## REQUIRED ACTION
Please update the St. Luke Hospital article from the part that opens with the words containing "Avera’s eMergency tele-medicine" and closes with "harmful patterns detected.", replacing "sleep studies" with "overnight sleep testing" and reproducing the rest unchanged.

## TEXT PASSAGE
========================================

Take care of the community, and it will take care of you.

This is the lesson Jeremy Ensey is learning as CEO of St. Luke Hospital. It hasn’t been a hard lesson — rather, just the opposite. As his facility prepares to roll out its fifth new program of this calendar year in a couple of months, it’s getting thank-yous in the form of a $20,000 donation from St. Luke Hospital Auxiliary that allows it to complete a project it hadn’t even budgeted for.

The donation will go to help remodel the radiology area, to give a modern styling that’s cohesive with the aesthetic of the rest of the hospital. That’s just the latest contribution the auxiliary has made. It’s also helped the hospital purchase equipment, such as a machine to monitor patient vital signs in the physician clinic.

With the help from the auxiliary, Ensey is able to focus on furthering the mission of the hospital: To provide the best care possible for those in the community.

Lately, it’s been the final three words of that mission that have been stressed: In the community.

“All the services that we are trying to implement are to try to keep our patients from having to drive outside the county,” Ensey said.

Avera’s eMergency tele-medicine service is able to bring in emergency care expertise “in 10 seconds,” as nursing director and program overseer Gail Boaldin told the newspaper in May when the program was announced.

St. Luke also added sleep studies to its arsenal, so people snoring excessively at night or having trouble staying awake through the day can be monitored over the course of a night’s sleep and learn of any harmful patterns detected.

A wound care clinic, opened in August, treats chronic, nonhealing wounds with the help of Wound Care Specialists, a Louisiana-based group.

This week, Ensey said, St. Luke signed a contract with Vigilias, a tele-medicine company, to provide endocrinology services to patients over online video chat.

“Patients would come in, they would still see a nurse, just like they would normally. Then they would see a physician via computer screen, and they can talk with them and discuss their issues,” he said. “They even have a stethoscope they can plug into, so the physician can still listen to a patient’s heart and lungs.”

St. Luke also added a rheumatologist, Dr. Shashank Radadiya, who will see patients on the second Friday of each month.

========================================

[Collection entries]
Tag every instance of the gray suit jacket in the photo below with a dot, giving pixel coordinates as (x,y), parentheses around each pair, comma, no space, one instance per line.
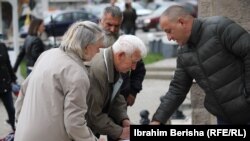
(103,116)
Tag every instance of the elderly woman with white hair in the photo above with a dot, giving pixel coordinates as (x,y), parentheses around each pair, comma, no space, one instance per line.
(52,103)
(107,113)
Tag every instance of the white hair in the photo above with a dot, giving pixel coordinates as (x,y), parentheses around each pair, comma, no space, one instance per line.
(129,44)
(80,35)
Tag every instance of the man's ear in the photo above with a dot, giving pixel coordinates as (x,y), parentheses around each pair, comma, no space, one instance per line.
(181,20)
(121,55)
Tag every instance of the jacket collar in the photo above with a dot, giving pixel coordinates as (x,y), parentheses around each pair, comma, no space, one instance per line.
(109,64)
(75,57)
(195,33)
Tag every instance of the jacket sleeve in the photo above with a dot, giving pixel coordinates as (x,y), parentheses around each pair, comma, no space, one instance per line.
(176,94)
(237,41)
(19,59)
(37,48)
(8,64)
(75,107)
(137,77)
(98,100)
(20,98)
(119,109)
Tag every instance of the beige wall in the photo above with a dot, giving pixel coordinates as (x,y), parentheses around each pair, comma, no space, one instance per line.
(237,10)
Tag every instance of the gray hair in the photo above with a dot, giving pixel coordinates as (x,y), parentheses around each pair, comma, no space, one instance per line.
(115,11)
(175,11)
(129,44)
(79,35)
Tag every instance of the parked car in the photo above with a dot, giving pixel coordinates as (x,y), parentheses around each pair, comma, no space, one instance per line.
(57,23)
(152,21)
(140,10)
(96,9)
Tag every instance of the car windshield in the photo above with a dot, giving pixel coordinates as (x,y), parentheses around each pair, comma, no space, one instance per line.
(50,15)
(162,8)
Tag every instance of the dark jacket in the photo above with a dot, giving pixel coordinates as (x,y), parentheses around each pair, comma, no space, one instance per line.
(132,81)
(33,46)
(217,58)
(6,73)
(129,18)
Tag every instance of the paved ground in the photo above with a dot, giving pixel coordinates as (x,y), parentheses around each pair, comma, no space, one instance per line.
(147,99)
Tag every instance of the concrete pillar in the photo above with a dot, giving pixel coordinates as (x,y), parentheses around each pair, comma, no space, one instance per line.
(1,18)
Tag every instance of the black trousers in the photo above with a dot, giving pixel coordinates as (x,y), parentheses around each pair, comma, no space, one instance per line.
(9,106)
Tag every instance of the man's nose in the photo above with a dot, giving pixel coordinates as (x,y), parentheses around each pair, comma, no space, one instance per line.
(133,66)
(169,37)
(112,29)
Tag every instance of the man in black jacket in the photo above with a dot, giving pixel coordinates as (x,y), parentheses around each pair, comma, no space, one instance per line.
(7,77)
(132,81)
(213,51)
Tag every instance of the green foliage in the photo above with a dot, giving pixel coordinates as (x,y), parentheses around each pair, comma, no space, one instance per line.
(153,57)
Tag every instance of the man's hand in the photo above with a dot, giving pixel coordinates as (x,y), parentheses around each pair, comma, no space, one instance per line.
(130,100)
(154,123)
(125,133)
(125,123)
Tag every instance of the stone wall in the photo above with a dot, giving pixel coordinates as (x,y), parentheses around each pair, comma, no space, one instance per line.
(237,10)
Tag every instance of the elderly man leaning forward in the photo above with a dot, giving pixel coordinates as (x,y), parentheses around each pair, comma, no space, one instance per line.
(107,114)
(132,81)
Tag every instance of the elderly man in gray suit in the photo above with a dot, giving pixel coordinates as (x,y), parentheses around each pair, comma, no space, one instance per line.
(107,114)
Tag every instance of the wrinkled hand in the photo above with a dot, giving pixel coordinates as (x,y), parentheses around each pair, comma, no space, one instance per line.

========================================

## SOLUTION FOR THIS TASK
Avera’s eMergency tele-medicine service is able to bring in emergency care expertise “in 10 seconds,” as nursing director and program overseer Gail Boaldin told the newspaper in May when the program was announced.

St. Luke also added overnight sleep testing to its arsenal, so people snoring excessively at night or having trouble staying awake through the day can be monitored over the course of a night’s sleep and learn of any harmful patterns detected.